▶ Extracto de página:
--- --- ---

Un primer ejemplo es el intercambio de acusaciones entre Rafael Correa y Jan Topic, quienes representan, desde posiciones opuestas, la contradicción en el discurso político. Correa, con su característica virulencia, atacó a Topic en redes sociales, por haber calificado de corruptos a los “condenados por un sistema de justicia podrido hasta la médula.” Ahora, tras la descalificación de Topic por el Tribunal Contencioso Electoral, Correa lo desafía: “¿Te podemos llamar mentiroso y corrupto, o es hora de reconocer la brutal persecución política en el país?” Así, lo que un día era un escándalo judicial pasa a ser una cuestión de “víctimas” y “perdedores” según la conveniencia del momento. Este es el retrato de un sistema político que se guía por el hambre de poder.
Tomemos otro ejemplo: el principio de no intervención, que el Gobierno ecuatoriano invoca cuando se trata de acusar al Ex Presidente de México, Andrés Manuel López Obrador, de intervenir en los asuntos internos del país. Según esta doctrina, ningún Estado debería inmiscuirse en los asuntos internos de otro, y Ecuador, con justa razón, ha señalado esta transgresión. Pero, cuando miramos hacia adentro, vemos que el propio Gobierno no ha dudado en violar este principio al irrumpir en la embajada de México, con un acto que puede calificarse como una intromisión flagrante en la soberanía de otro Estado. Este doble rasero nos obliga a cuestionarnos: ¿realmente invocamos los principios sólo cuando nos conviene? Esta incoherencia socava la credibilidad de la política exterior ecuatoriana.
Retomando el caso de Topic, quien solicitó la intervención de la Organización de Estados Americanos (OEA) ante rumores de su descalificación: Luis Almagro, Secretario General de la OEA, expresó que una descalificación constituiría un “serio revés” para la democracia ecuatoriana. La Cancillería ecuatoriana no tardó en rechazar cualquier opinión externa sobre la legitimidad del proceso electoral, invocando una vez más el principio de no intervención. Pero, al mismo tiempo, al haber irrumpido en la embajada mexicana, el Gobierno ecuatoriano demostró que su compromiso con la no intervención no es más que una estrategia política que cambia de acuerdo con las necesidades del momento.
Finalmente, la más reciente controversia, que involucra la suspensión impuesta por el Ministerio del Trabajo contra la Vicepresidenta Verónica Abad, pone nuevamente de manifiesto la hipocresía del Gobierno.
El 8 de noviembre de 2024, el Ministerio sancionó a la Vicepresidenta y Embajadora de Ecuador en Israel con una suspensión temporal de cinco meses sin sueldo, basándose en la Ley Orgánica de Servicio Público, debido a que la Cancillería le había ordenado presentarse en su nueva misión diplomática en Ankara (Turquía) el 1 de septiembre, pero Abad llegó varios días después del plazo establecido.

--- --- ---

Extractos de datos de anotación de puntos
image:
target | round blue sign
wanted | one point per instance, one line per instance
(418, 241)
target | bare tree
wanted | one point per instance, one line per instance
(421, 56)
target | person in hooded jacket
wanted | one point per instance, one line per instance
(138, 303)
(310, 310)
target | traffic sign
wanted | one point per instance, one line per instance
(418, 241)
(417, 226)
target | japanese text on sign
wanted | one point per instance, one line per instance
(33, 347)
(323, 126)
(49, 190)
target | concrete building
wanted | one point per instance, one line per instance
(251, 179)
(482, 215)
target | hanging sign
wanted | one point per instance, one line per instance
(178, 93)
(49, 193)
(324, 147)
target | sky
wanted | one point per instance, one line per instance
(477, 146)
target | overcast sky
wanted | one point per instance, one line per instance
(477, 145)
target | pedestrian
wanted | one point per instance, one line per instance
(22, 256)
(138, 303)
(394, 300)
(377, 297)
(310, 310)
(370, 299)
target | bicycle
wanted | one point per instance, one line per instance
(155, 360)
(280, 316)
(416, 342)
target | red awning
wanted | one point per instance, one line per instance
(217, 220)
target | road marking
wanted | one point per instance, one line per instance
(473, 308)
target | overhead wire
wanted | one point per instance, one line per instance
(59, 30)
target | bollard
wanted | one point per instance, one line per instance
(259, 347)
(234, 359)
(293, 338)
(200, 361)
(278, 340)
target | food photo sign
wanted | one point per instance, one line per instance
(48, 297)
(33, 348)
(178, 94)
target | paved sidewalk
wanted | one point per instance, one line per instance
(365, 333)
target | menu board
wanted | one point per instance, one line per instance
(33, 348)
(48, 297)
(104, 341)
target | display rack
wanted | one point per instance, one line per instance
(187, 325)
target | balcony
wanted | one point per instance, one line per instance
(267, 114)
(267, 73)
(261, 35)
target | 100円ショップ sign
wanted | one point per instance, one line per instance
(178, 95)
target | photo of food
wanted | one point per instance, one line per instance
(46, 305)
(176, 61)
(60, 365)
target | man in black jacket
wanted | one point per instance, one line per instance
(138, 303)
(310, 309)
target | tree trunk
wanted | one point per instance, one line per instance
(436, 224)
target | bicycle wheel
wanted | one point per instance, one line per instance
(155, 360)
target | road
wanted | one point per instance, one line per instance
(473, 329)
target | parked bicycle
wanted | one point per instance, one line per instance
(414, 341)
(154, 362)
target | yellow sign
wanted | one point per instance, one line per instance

--- --- ---

▶ Consigna:
Prolonga el extracto sobre las contradicciones de la política ecuatoriana a partir de su última oración. Los registros provienen de otra fuente.

▶ Resultado:
La Constitución establece que únicamente un juicio político en la Asamblea Nacional puede sancionar a la Vicepresidenta. A pesar de ello, la Ministra, actuando fuera de sus competencias, impuso esta medida. Exceder los límites legales y arrogarse facultades sancionadoras que no le corresponden constitucionalmente, podrían dar lugar a un juicio político e incluso a un proceso penal por usurpación de funciones.
Y no sólo se trata de hipocresía, sino también de un profundo cinismo: el Gobierno deja claro quién tiene el poder cuando Abad debe gobernar durante 150 días y la sanción tiene esa exacta duración, justo hasta después de las elecciones. No obstante, el descontento público hacia la Vicepresidenta —quien ha sido descrita como carente de inteligencia emocional, de visión política y de realizar declaraciones desafortunadas (por decir lo menos)— ha contribuido al silencio general frente a esta inconstitucionalidad. En definitiva, a pesar de que ella denuncia un ‘golpe de Estado’, el desprecio hacia su figura por parte de la mayoría parece validar la inacción frente a este atropello.
En conjunto, estos episodios exponen nuestra fragilidad; la justicia y los principios se manipulan con fines políticos. ¿Qué queda de nuestra democracia cuando todo se cambia como prendas de ropa, ocultando el autoritarismo bajo su disfraz? La hipocresía es tan evidente que me pregunto si nuestros líderes no se avergüenzan de portar una máscara que todos sabemos falsa. Es un espectáculo que debería indignarnos profundamente, pero muchos lo observan como si fuera una obra legítima. Nos hemos vuelto tan conformistas con las mentiras que ni siquiera cuestionamos nuestra sumisión. Cuando nuestra indignación es selectiva, y preferimos cuidar las apariencias desde la comodidad de nuestra indiferencia, permitiendo que el sistema se degrade hasta impedirnos reconocer la burla a la que estamos sometidos, entonces nos convertimos en cómplices de este travestismo político.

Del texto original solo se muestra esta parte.